EXERCISE TEXT –
In a yet-to-be-published study, Charles Gerba, a microbiologist at the University of Arizona, found that nearly 90% of bathroom towels are contaminated with coliform bacteria, a broad class of bacteria found in human faeces, according to Time Magazine. Charles also found that 14% of bathroom towels contain E. coli. He has previously published research on the correlation between the presence of bacteria on kitchen hand towels and how often these towels are washed.
Towels trap bacteria from human surfaces and it's easy for bacteria to grown on them because they are damp, warm, and live in dark bathrooms. Fortunately, Emily Martin, an assistant professor of epidemiology at the University of Michigan School of Public Health told Time that most of the bacteria will not be harmful, since they come from you.
“Our bodies are adapted to being able to live in this environment with all of these microbes around,” Emily says. Although it is unlikely that you’ll get sick, you could be at risk if you share towels and have cuts or abrasions that the bacteria and microbes from the towels could enter your body through.
While towels will never be completely germ-free, the amount of bacteria can be limited with far more regular washing than probably you’re doing now. Charles says bathroom towels should be washed after about two days of use, especially if the household has young children in it. To properly eliminate bacteria, Charles advises using a detergent with activated oxygen bleach, as normal detergent will not thoroughly clean them.
Additionally, Susan Whittier, director of clinical microbiology at New York-Presbyterian and Columbia University Medical Center, told Time that if your towels dry completely in between use, the chance of passing bacteria between people becomes almost zero. Still, she recommends washing all towels at least once a week (and if they smell, it’s definitely time to get those in the washing machine!).

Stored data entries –
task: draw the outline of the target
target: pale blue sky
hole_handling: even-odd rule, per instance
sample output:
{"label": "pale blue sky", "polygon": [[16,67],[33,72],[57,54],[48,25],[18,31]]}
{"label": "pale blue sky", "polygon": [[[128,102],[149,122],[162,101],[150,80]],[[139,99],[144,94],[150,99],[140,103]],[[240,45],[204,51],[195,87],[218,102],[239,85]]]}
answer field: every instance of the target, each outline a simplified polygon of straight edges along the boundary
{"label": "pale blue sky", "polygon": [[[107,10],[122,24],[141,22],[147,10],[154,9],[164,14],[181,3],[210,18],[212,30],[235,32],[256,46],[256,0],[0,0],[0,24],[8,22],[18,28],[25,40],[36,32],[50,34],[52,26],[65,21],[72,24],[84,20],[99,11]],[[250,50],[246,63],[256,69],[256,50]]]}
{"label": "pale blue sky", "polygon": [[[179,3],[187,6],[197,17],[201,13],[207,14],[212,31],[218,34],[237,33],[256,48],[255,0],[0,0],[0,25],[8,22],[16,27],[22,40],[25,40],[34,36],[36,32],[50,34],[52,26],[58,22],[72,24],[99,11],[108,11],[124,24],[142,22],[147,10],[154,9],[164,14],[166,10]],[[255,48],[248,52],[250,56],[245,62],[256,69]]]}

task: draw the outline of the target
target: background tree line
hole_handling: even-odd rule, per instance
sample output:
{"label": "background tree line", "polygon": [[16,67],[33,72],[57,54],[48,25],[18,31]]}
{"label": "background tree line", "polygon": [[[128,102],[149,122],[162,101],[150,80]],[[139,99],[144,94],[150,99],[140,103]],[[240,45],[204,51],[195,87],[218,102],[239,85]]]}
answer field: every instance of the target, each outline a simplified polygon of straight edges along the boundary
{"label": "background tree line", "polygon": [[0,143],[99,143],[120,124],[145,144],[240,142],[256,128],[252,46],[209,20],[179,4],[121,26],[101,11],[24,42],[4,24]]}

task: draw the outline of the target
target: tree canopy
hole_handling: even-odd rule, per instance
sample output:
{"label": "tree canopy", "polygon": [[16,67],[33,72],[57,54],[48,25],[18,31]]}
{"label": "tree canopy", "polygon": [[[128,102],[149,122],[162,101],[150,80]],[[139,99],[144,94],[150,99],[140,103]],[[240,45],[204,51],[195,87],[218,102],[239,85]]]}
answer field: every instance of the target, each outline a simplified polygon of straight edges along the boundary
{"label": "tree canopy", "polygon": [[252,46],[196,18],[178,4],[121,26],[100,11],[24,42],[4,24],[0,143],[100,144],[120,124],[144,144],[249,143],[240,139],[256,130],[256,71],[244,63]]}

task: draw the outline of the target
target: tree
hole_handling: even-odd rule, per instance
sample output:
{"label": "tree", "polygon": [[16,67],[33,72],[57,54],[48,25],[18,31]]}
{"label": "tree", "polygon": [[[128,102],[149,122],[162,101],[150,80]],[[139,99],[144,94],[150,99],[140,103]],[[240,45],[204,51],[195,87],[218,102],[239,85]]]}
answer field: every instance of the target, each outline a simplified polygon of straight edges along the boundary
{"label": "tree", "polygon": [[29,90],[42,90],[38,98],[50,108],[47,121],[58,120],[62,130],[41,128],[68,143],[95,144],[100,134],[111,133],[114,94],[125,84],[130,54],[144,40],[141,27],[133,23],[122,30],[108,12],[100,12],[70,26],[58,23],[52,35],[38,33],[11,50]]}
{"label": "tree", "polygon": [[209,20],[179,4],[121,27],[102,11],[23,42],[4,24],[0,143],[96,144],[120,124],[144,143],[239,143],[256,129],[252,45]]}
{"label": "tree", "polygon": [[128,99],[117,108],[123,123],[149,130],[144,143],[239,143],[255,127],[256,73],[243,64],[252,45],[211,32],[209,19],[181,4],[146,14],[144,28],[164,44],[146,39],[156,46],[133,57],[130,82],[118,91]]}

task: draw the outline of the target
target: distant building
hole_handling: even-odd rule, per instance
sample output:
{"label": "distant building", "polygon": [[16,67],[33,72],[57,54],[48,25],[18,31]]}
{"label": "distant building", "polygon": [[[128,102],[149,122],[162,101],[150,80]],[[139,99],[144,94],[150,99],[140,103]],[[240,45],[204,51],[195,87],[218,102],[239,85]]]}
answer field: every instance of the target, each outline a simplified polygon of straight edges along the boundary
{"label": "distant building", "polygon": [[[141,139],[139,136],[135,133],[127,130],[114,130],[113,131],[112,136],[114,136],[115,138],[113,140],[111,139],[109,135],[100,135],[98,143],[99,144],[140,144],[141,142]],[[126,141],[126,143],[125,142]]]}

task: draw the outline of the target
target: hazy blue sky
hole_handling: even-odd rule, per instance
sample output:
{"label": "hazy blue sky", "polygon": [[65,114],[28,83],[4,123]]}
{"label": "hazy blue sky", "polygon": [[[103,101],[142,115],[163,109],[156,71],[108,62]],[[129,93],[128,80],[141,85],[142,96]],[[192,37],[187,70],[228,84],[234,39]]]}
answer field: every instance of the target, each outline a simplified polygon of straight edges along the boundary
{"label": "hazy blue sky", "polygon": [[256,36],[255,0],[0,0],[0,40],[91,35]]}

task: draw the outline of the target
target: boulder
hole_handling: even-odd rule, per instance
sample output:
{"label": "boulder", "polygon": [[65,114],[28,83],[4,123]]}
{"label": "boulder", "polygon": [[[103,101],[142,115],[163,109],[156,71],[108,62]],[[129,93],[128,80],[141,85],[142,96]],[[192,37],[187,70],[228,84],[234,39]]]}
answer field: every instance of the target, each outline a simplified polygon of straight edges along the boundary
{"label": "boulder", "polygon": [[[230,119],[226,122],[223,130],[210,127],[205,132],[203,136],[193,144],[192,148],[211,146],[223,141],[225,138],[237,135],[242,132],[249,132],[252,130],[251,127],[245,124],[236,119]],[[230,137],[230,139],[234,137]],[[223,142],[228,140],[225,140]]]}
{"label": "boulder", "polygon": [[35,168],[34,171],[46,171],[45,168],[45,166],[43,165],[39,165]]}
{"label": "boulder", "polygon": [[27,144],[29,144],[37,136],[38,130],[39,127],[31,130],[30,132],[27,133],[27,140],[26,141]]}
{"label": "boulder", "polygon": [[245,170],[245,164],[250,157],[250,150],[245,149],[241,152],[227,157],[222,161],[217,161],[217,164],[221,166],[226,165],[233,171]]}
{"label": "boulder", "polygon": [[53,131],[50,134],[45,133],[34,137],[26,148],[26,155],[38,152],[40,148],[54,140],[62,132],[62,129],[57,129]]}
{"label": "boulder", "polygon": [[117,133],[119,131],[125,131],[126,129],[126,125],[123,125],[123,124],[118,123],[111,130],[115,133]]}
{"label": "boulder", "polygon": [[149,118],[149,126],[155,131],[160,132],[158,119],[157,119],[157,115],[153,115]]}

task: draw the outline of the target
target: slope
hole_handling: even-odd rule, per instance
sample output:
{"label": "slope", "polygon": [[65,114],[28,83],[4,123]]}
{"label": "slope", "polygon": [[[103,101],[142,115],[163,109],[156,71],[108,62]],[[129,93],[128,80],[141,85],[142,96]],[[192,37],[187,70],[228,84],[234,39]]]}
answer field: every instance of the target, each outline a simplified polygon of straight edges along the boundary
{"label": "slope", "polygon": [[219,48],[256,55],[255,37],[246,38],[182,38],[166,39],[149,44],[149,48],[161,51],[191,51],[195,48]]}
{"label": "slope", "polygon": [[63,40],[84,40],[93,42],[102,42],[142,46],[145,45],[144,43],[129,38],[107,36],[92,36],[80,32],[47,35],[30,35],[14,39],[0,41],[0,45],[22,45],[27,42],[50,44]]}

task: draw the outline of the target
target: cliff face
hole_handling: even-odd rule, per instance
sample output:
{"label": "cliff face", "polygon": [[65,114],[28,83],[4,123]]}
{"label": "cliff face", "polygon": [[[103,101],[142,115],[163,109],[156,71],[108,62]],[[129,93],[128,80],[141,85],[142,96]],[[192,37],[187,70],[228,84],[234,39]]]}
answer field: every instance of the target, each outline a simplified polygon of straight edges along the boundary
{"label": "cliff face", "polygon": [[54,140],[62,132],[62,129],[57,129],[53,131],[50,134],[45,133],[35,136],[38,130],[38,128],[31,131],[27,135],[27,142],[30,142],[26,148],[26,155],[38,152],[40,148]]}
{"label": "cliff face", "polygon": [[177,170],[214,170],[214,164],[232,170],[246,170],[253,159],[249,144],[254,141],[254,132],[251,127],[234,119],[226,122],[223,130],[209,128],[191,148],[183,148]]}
--
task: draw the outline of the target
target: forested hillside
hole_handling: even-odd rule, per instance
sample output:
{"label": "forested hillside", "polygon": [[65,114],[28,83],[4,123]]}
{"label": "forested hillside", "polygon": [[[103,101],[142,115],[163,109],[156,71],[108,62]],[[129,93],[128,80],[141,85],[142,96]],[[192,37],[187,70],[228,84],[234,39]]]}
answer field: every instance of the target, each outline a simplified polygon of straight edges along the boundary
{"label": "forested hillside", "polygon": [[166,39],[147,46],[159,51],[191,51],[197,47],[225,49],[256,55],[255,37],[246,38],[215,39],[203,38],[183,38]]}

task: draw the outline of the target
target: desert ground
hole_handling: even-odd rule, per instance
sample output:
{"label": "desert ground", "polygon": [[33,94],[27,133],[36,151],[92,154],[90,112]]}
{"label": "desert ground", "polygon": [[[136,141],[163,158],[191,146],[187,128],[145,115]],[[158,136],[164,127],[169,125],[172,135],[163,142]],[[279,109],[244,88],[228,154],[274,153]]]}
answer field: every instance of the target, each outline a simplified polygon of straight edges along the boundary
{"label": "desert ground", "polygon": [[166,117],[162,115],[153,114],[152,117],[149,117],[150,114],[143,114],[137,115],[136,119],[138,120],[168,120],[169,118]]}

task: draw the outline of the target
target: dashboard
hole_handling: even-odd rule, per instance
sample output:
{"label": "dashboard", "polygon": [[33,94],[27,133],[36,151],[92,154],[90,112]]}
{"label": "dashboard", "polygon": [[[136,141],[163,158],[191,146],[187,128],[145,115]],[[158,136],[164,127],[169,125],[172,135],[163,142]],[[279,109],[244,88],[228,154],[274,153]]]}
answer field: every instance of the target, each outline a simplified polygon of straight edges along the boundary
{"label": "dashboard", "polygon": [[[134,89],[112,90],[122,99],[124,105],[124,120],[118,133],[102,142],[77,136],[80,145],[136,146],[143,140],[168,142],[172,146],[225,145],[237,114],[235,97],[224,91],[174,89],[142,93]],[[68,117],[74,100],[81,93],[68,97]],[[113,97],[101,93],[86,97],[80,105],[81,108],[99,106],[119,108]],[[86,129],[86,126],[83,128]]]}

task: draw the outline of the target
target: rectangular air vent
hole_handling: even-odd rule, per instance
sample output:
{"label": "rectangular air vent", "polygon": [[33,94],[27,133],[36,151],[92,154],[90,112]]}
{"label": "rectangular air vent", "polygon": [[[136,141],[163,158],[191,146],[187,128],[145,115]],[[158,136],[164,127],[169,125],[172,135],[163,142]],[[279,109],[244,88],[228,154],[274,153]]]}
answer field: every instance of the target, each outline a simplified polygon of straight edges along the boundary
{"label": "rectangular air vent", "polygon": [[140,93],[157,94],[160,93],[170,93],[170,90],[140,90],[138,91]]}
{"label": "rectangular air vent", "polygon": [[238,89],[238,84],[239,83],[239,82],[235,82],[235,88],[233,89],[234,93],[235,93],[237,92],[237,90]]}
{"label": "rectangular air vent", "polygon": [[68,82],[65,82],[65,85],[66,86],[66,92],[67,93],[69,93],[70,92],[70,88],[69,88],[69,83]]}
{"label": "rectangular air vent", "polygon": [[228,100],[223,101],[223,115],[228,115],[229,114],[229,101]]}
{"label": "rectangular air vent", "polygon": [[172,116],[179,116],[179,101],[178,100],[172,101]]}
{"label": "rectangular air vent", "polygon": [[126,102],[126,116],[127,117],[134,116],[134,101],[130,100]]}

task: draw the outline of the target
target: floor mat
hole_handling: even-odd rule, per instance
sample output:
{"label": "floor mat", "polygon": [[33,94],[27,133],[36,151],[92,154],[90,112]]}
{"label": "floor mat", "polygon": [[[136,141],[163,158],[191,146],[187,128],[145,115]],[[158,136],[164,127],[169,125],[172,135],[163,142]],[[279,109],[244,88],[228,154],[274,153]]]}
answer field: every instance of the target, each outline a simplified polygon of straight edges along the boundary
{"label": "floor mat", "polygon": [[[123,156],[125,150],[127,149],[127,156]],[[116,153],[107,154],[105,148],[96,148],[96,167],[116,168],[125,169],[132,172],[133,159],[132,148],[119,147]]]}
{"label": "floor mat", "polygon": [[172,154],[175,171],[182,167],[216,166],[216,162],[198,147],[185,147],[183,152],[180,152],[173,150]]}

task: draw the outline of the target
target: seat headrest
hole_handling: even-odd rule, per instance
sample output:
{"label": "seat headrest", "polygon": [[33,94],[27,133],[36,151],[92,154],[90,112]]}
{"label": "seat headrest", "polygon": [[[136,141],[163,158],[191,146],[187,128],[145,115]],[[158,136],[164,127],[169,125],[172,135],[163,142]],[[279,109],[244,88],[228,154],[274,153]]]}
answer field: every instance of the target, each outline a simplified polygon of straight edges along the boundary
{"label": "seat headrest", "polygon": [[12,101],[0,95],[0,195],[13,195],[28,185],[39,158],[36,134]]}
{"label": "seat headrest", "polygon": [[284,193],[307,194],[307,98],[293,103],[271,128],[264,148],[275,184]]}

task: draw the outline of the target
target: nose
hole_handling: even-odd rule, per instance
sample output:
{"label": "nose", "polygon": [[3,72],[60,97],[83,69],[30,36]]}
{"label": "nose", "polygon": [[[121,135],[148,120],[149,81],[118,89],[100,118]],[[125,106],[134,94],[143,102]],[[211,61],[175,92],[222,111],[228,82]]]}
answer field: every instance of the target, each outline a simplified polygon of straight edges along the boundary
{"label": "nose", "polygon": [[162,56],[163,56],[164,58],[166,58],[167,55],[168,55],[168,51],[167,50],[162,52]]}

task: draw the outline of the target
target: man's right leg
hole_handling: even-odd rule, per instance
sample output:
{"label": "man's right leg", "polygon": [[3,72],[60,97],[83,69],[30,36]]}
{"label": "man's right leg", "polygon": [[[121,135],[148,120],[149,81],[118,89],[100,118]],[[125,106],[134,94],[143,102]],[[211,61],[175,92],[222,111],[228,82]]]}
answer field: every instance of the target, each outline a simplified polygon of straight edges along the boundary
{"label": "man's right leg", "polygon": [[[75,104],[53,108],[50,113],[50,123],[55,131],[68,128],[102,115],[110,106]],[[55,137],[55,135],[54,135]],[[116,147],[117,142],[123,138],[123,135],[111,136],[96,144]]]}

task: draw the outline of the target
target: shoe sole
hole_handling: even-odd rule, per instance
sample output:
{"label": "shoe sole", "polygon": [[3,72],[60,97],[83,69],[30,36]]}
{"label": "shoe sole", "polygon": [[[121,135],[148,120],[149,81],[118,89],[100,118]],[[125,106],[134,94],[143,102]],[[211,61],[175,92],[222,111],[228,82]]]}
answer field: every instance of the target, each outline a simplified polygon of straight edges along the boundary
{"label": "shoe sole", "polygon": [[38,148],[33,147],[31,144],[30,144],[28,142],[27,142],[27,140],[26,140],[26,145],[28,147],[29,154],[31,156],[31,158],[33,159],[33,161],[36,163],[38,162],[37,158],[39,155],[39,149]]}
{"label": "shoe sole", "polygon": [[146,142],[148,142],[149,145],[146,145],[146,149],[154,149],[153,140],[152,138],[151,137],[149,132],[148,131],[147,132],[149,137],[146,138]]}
==
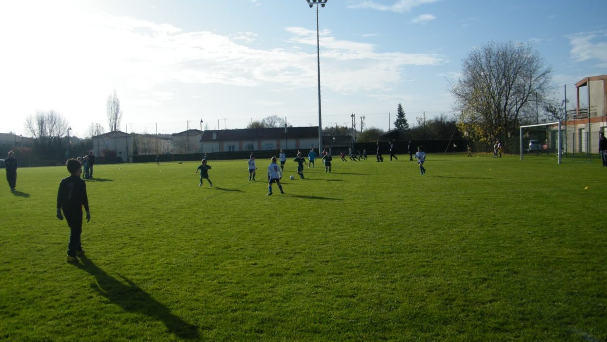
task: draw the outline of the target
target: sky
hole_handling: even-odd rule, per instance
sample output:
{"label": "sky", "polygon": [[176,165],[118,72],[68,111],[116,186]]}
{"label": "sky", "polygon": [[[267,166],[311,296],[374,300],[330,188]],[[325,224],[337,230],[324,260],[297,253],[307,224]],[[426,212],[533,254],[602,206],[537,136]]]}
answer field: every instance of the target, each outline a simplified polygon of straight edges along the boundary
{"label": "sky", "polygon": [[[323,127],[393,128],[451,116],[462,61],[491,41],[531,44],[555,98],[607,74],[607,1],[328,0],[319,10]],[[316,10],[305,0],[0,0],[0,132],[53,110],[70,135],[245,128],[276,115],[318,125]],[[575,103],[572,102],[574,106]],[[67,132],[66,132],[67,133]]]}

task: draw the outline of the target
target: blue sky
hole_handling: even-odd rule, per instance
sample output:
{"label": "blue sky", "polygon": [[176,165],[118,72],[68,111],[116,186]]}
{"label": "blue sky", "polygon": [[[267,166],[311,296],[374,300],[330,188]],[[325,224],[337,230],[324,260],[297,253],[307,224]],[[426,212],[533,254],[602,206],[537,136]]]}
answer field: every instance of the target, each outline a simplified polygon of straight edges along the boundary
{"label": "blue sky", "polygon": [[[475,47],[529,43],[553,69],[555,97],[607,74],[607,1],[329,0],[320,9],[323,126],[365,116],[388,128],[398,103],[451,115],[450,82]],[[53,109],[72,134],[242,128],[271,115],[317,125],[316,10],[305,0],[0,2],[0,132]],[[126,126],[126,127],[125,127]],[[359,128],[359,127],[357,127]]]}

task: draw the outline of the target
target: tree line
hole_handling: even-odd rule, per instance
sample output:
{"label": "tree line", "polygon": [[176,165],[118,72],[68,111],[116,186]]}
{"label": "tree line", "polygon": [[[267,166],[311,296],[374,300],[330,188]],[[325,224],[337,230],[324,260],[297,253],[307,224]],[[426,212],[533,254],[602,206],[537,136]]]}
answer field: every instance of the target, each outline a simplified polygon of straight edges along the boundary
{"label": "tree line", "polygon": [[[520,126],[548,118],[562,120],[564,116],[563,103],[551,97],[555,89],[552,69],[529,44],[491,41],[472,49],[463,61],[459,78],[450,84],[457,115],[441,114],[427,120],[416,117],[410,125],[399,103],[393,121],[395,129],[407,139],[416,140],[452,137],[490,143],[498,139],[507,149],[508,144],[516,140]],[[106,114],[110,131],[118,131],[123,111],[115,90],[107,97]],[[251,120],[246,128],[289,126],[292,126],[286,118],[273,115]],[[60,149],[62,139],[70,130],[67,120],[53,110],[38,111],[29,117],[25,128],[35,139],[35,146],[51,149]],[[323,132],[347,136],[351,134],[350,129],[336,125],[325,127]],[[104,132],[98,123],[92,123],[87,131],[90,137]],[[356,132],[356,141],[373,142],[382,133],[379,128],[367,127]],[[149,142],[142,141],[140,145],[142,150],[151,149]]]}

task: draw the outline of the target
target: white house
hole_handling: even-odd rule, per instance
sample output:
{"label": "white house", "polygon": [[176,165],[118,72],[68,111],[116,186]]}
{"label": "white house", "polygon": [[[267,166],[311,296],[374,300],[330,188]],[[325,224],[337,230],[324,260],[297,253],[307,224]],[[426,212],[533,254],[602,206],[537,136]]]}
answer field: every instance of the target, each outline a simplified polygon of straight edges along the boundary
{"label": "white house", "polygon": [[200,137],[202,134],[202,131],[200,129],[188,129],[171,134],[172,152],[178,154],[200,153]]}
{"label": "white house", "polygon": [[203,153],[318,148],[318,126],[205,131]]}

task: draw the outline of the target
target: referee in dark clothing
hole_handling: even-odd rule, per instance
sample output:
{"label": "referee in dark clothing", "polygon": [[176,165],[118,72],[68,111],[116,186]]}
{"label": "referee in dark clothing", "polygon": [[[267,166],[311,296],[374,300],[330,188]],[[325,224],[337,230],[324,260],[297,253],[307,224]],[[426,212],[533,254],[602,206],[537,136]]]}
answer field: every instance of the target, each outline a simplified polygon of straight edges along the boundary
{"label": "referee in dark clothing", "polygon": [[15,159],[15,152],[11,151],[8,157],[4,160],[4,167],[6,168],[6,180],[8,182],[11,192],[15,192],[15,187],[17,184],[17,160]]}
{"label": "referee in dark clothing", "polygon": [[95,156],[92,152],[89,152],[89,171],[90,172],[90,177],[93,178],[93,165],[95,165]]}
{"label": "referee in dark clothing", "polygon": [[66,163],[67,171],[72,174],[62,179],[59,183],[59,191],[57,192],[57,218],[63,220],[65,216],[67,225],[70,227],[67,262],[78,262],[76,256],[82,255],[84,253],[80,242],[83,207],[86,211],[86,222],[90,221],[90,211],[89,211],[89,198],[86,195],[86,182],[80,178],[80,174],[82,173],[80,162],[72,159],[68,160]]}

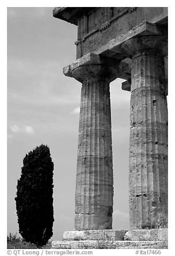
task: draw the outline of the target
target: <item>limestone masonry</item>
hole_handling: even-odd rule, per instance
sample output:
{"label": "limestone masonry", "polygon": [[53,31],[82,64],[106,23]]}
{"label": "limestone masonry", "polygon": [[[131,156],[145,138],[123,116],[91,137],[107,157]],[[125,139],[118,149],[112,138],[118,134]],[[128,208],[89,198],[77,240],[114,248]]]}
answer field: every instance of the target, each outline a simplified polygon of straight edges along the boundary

EXERCISE REQUIREMENTS –
- 1) According to the article on bathroom towels, what percentage of bathroom towels contain E. coli?
- 2) Please copy out the passage from the article on bathroom towels word for word, starting with "Additionally, Susan Whittier, director" and going on through "the washing machine!).".

ANSWER SET –
- 1) 14%

- 2)
Additionally, Susan Whittier, director of clinical microbiology at New York-Presbyterian and Columbia University Medical Center, told Time that if your towels dry completely in between use, the chance of passing bacteria between people becomes almost zero. Still, she recommends washing all towels at least once a week (and if they smell, it’s definitely time to get those in the washing machine!).